▶ Items from a data source
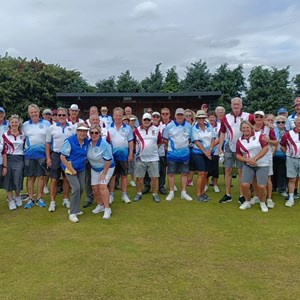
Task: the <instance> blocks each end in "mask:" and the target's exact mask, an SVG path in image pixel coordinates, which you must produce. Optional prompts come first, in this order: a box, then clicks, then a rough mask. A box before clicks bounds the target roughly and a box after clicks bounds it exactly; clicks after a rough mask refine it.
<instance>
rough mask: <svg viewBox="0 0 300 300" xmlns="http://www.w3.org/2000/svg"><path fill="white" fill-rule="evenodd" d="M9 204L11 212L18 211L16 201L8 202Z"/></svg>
mask: <svg viewBox="0 0 300 300" xmlns="http://www.w3.org/2000/svg"><path fill="white" fill-rule="evenodd" d="M7 204H8V209H9V210H15V209H17V206H16V203H15V201H14V200H8V201H7Z"/></svg>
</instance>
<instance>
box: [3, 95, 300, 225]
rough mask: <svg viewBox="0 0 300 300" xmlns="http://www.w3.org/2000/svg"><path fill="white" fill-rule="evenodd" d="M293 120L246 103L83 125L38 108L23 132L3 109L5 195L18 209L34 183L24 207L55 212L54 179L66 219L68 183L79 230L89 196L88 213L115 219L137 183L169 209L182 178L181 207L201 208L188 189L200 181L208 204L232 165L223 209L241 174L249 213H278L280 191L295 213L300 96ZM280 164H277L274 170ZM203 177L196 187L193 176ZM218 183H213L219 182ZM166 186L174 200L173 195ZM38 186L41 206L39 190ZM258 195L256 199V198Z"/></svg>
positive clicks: (55, 197)
mask: <svg viewBox="0 0 300 300" xmlns="http://www.w3.org/2000/svg"><path fill="white" fill-rule="evenodd" d="M293 107H294V109H295V111H294V112H293V113H292V114H291V115H290V116H289V115H288V111H287V109H285V108H280V109H278V115H277V116H274V115H272V114H268V115H266V114H265V113H264V112H263V111H256V112H254V114H250V113H248V112H243V111H242V108H243V105H242V100H241V99H240V98H233V99H232V100H231V111H230V112H229V113H227V114H226V113H225V109H224V108H223V107H221V106H219V107H217V108H216V109H215V110H214V111H208V105H206V104H203V105H202V106H201V109H200V110H198V111H197V112H194V111H193V110H190V109H185V110H184V109H183V108H177V109H176V111H175V115H174V119H173V118H172V116H171V112H170V110H169V108H166V107H165V108H162V109H161V110H160V112H159V111H154V112H153V110H152V109H151V108H148V109H146V110H145V113H144V114H143V115H142V117H141V119H140V121H141V124H139V118H138V117H137V116H135V115H133V114H132V110H131V108H130V107H126V108H125V110H123V109H122V108H121V107H116V108H114V110H113V112H112V116H110V115H108V109H107V107H105V106H102V107H101V110H100V114H99V111H98V108H97V107H96V106H92V107H91V108H90V111H89V118H88V119H87V120H83V119H80V118H79V112H80V110H79V107H78V105H77V104H72V105H71V106H70V108H69V109H66V108H63V107H59V108H57V109H55V110H50V109H45V110H44V111H43V112H42V117H41V112H40V109H39V107H38V106H37V105H35V104H31V105H29V106H28V116H29V120H27V121H26V122H24V123H22V120H21V118H20V117H19V116H18V115H12V116H10V117H9V119H8V120H6V118H5V116H6V114H5V109H4V108H3V107H0V136H1V137H0V150H1V153H2V155H1V156H0V173H1V188H3V189H5V190H6V191H7V202H8V207H9V209H10V210H15V209H16V208H17V207H20V206H22V197H21V194H20V193H21V191H22V189H23V178H24V177H26V179H27V180H26V188H27V192H28V201H27V202H26V204H25V205H24V208H26V209H30V208H31V207H33V206H34V205H37V206H39V207H46V203H45V201H44V200H43V192H44V191H45V184H46V185H47V182H48V178H49V177H50V179H51V181H50V203H49V206H48V210H49V211H50V212H54V211H55V210H56V193H57V187H58V185H59V184H60V183H62V192H63V202H62V205H63V206H65V207H66V208H67V209H68V214H69V220H70V221H71V222H78V221H79V219H78V216H79V215H81V214H82V213H83V212H82V211H81V210H80V203H81V196H82V193H83V191H84V190H85V194H86V201H85V203H84V207H88V206H90V205H92V203H93V201H94V200H95V202H96V207H95V208H94V209H93V211H92V212H93V213H95V214H98V213H100V212H103V218H104V219H109V218H110V216H111V213H112V210H111V207H110V206H111V203H112V202H113V201H114V197H115V195H114V191H115V188H116V187H117V186H119V187H120V189H121V200H122V201H123V202H124V203H130V202H131V200H130V197H129V195H128V194H127V184H128V180H127V177H128V174H129V175H130V181H129V182H130V184H131V185H132V186H134V187H136V194H135V196H134V198H133V200H134V201H140V200H141V199H142V196H143V194H146V193H149V192H150V190H152V198H153V201H154V202H155V203H158V202H160V201H161V200H160V197H161V196H160V195H159V194H161V195H165V196H166V198H165V199H166V200H167V201H171V200H172V199H174V197H175V192H176V191H177V187H176V185H175V175H176V174H180V178H181V192H180V197H181V199H184V200H187V201H191V200H193V197H192V196H191V194H189V193H188V192H187V187H188V186H193V184H194V182H195V186H196V189H195V195H194V196H195V197H194V198H195V199H196V200H197V201H200V202H207V201H208V200H209V196H208V195H207V193H206V191H207V189H208V186H209V185H212V186H213V189H214V192H216V193H219V192H220V189H219V186H218V178H219V164H220V161H222V162H223V166H224V175H225V194H224V196H223V197H222V198H221V199H220V200H219V203H228V202H231V201H232V197H231V193H230V191H231V188H232V173H233V167H234V166H236V167H237V170H238V175H239V190H240V196H239V199H238V201H239V203H240V209H242V210H244V209H247V208H250V207H251V206H252V205H254V204H255V203H260V208H261V210H262V211H263V212H267V211H268V209H269V208H273V207H274V206H275V203H274V201H273V200H272V192H273V191H274V190H278V192H279V193H280V194H281V195H282V196H284V197H287V201H286V202H285V205H286V206H287V207H291V206H293V205H294V199H295V198H296V197H297V185H298V180H297V179H298V177H299V172H300V160H299V158H300V97H297V98H295V100H294V105H293ZM273 162H274V163H273ZM195 173H196V177H197V178H196V179H195V180H194V179H193V177H194V175H195ZM210 177H212V178H211V181H210V179H209V178H210ZM166 179H167V181H168V187H169V191H168V192H167V189H166ZM36 181H37V193H36V199H34V187H35V182H36ZM251 192H252V198H251Z"/></svg>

▶ TASK INSTRUCTIONS
Put every line of the material above into a JSON list of strings, one string per line, skipping blank lines. Leave the pictures out.

▶ TASK OUTPUT
[
  "Task: the <instance> blocks each end in \"mask:\" and the target's exact mask, an SVG path in image pixel coordinates, which you must produce. Optional prompts come first, in this order: a box, then clicks, then a rough mask. A box before clicks bounds the target roughly and a box after clicks bounds it exactly; clicks after a rough mask refine it.",
  "<instance>",
  "rough mask: <svg viewBox=\"0 0 300 300\" xmlns=\"http://www.w3.org/2000/svg\"><path fill=\"white\" fill-rule=\"evenodd\" d=\"M9 204L11 212L18 211L16 201L8 202Z\"/></svg>",
  "mask: <svg viewBox=\"0 0 300 300\" xmlns=\"http://www.w3.org/2000/svg\"><path fill=\"white\" fill-rule=\"evenodd\" d=\"M7 204H8V209H9V210H15V209H17V206H16V203H15V201H14V200H8V201H7Z\"/></svg>",
  "</instance>",
  "<instance>",
  "box: [3, 95, 300, 225]",
  "rough mask: <svg viewBox=\"0 0 300 300\" xmlns=\"http://www.w3.org/2000/svg\"><path fill=\"white\" fill-rule=\"evenodd\" d=\"M293 120L246 103L83 125L38 108L23 132L3 109L5 195L18 209L34 183L24 207L55 212L54 179L66 219L68 183L79 230L89 196L88 213L115 219L137 183L169 209L182 178L181 207L201 208L188 189L200 181L208 204L232 165L223 209L241 174L249 213H278L280 191L295 213L300 96ZM280 164H277L274 170ZM203 177L196 187L193 176ZM218 183H213L219 182ZM166 186L174 200L173 195ZM38 186L41 206L39 190ZM258 195L256 199V198Z\"/></svg>",
  "positive clicks: (55, 197)",
  "mask: <svg viewBox=\"0 0 300 300\" xmlns=\"http://www.w3.org/2000/svg\"><path fill=\"white\" fill-rule=\"evenodd\" d=\"M293 107H294V109H295V111H294V112H293V113H292V114H291V115H290V116H289V115H288V111H287V109H285V108H280V109H278V115H277V116H274V115H272V114H268V115H266V114H265V113H264V112H263V111H256V112H254V114H250V113H248V112H243V111H242V108H243V105H242V100H241V99H240V98H233V99H232V100H231V111H230V112H229V113H227V114H226V113H225V109H224V108H223V107H221V106H219V107H217V108H216V109H215V110H214V111H208V105H206V104H203V105H202V106H201V109H200V110H198V111H197V112H194V111H193V110H190V109H185V110H184V109H183V108H177V109H176V111H175V115H174V119H173V118H172V116H171V112H170V110H169V108H166V107H165V108H162V109H161V110H160V112H159V111H154V112H153V110H152V109H151V108H148V109H146V110H145V113H144V114H143V115H142V117H141V119H140V121H141V124H139V118H138V117H137V116H135V115H133V114H132V110H131V108H130V107H126V108H125V110H123V109H122V108H121V107H116V108H114V110H113V112H112V116H110V115H108V109H107V107H105V106H102V107H101V110H100V114H99V111H98V108H97V107H96V106H92V107H91V108H90V111H89V118H88V119H87V120H83V119H80V118H79V112H80V110H79V107H78V105H77V104H72V105H71V106H70V108H69V109H66V108H63V107H59V108H57V109H55V110H50V109H45V110H44V111H43V112H42V117H41V112H40V109H39V107H38V106H37V105H35V104H31V105H29V106H28V116H29V120H27V121H26V122H24V123H22V120H21V118H20V117H19V116H18V115H12V116H10V117H9V119H8V120H6V118H5V116H6V114H5V109H4V108H3V107H0V136H1V137H0V150H1V153H2V155H1V156H0V173H1V188H3V189H5V190H6V191H7V202H8V207H9V209H10V210H15V209H16V208H17V207H20V206H22V197H21V194H20V193H21V191H22V189H23V178H24V177H26V179H27V180H26V188H27V192H28V201H27V202H26V204H25V205H24V208H26V209H30V208H31V207H33V206H34V205H37V206H39V207H46V203H45V201H44V200H43V192H44V191H45V184H46V185H47V182H48V178H49V177H50V179H51V181H50V203H49V206H48V210H49V211H50V212H54V211H55V210H56V193H57V187H58V185H59V184H60V183H62V192H63V202H62V205H63V206H65V207H66V208H67V209H68V214H69V220H70V221H71V222H78V221H79V219H78V216H79V215H81V214H82V213H83V212H82V211H81V210H80V203H81V196H82V193H83V191H84V190H85V194H86V201H85V203H84V207H88V206H90V205H92V203H93V201H94V200H95V202H96V207H95V208H94V209H93V211H92V212H93V213H95V214H98V213H100V212H103V218H104V219H109V218H110V216H111V213H112V210H111V207H110V206H111V203H112V202H113V201H114V197H115V195H114V191H115V188H116V187H117V186H119V187H120V189H121V200H122V201H123V202H124V203H130V202H131V200H130V197H129V195H128V194H127V184H128V180H127V177H128V174H129V175H130V181H129V182H130V184H131V185H132V186H134V187H136V194H135V196H134V198H133V200H134V201H140V200H141V199H142V196H143V194H146V193H149V192H150V190H152V198H153V201H154V202H155V203H158V202H160V201H161V200H160V197H161V196H160V195H159V194H161V195H165V196H166V198H165V199H166V200H167V201H171V200H172V199H174V197H175V192H176V191H177V187H176V185H175V175H176V174H180V178H181V192H180V197H181V199H184V200H187V201H191V200H193V197H192V196H191V194H189V193H188V192H187V187H188V186H193V184H194V182H195V186H196V189H195V195H194V196H195V197H194V198H195V199H196V200H197V201H200V202H207V201H208V200H209V196H208V195H207V193H206V191H207V189H208V186H209V185H212V186H213V189H214V192H216V193H219V192H220V189H219V186H218V178H219V164H220V161H222V162H223V166H224V175H225V194H224V196H223V197H222V198H221V199H220V200H219V203H228V202H231V201H232V197H231V193H230V191H231V188H232V173H233V167H234V166H236V167H237V170H238V175H239V190H240V196H239V199H238V201H239V203H240V209H242V210H244V209H247V208H250V207H251V206H252V205H254V204H255V203H260V208H261V210H262V211H263V212H267V211H268V209H269V208H273V207H274V206H275V203H274V201H273V200H272V192H273V191H274V190H278V192H279V193H280V194H281V195H282V196H284V197H287V201H286V202H285V205H286V206H287V207H291V206H293V205H294V199H295V198H296V197H297V185H298V180H297V179H298V177H299V172H300V160H299V158H300V97H297V98H295V100H294V105H293ZM273 162H274V163H273ZM195 173H196V177H197V178H196V179H195V180H194V179H193V177H194V175H195ZM210 177H212V178H211V181H210V179H209V178H210ZM166 179H167V181H168V187H169V191H168V192H167V189H166ZM36 181H37V193H36V199H34V187H35V182H36ZM251 192H252V198H251Z\"/></svg>"
]